__To be done__. Transcribe all the records with complete accuracy.

__Location labeling records__.
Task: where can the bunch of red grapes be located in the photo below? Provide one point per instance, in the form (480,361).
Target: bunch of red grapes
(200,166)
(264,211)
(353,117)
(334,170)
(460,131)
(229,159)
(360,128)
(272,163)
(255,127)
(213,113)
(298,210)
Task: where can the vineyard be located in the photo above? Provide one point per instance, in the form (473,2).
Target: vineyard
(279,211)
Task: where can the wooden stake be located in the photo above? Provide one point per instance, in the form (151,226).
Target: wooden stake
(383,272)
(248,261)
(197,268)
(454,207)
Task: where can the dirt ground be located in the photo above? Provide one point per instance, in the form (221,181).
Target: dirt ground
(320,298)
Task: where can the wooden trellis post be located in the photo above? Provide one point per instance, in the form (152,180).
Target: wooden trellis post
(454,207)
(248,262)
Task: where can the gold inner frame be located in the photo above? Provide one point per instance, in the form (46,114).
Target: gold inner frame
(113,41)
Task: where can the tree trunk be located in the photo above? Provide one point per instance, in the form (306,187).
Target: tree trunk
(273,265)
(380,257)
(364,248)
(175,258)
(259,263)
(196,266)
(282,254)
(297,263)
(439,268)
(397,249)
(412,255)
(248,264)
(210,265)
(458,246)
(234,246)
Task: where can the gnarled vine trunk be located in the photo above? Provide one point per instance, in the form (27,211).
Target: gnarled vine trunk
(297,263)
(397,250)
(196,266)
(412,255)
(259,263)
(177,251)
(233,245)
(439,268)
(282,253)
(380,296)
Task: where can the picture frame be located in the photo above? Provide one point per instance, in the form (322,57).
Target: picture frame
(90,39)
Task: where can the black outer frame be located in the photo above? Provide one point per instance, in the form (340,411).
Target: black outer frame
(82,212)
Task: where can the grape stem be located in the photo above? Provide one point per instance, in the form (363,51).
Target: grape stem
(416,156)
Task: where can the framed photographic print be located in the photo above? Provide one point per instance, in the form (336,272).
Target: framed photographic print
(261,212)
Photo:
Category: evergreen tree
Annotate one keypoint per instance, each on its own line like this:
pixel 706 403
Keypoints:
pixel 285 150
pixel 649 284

__Solution__.
Task: where can the bunch of red grapes be located in the photo below? Provide one point per instance, in the form (480,361).
Target: bunch of red grapes
(200,166)
(264,211)
(353,117)
(334,170)
(460,131)
(229,159)
(360,128)
(272,163)
(255,127)
(213,113)
(298,210)
Task: where can the vineyard be located in the photo above? Provide one point per instance, in the form (473,2).
Target: vineyard
(279,211)
Task: where can the wooden stake be located in the photo above? Provide one point per instance, in the form (151,226).
Target: wooden stake
(383,272)
(248,261)
(197,268)
(454,207)
Task: where can the dirt ground be located in the photo above? Provide one point per instance, in the form (221,181).
Target: dirt ground
(320,298)
Task: where can the wooden trellis post be located in the photo above? Provide one point per instance, in the form (152,180).
Target: wooden trellis post
(454,207)
(248,262)
Task: where can the gold inner frame be located in the photo above? Provide one point per instance, in the form (46,114).
Target: gold inner frame
(113,41)
Task: where can the tree trunk be located in the photo above? Provide one point per instance, in the form (306,187).
Target: tree trunk
(273,265)
(380,257)
(364,248)
(175,258)
(259,263)
(196,266)
(282,254)
(297,263)
(439,268)
(397,249)
(412,255)
(248,264)
(210,265)
(458,246)
(234,246)
Task: where can the gnarled vine trunk be located in the photo above? Provide one point per instance, in the form (27,211).
Target: gnarled vine trunk
(297,263)
(397,250)
(196,266)
(412,255)
(259,263)
(177,251)
(233,245)
(439,268)
(282,253)
(380,296)
Task: where can the picture frame be located in the photo above? Provide one point per instance, in the form (322,57).
Target: picture frame
(90,39)
Task: where can the black outer frame be located in the photo above? Provide one point per instance, in the form (340,411).
Target: black outer frame
(82,212)
Task: where can the grape stem be located in the photo above? Provide one point per instance, in the form (363,51).
Target: grape stem
(416,156)
Task: where can the framed photographic print be located in the photo above? Provide one point per instance, in the form (336,272).
Target: framed photographic print
(261,212)
Photo:
Category: evergreen tree
Annotate one keypoint per instance, each on its own line like this:
pixel 706 403
Keypoints:
pixel 285 150
pixel 649 284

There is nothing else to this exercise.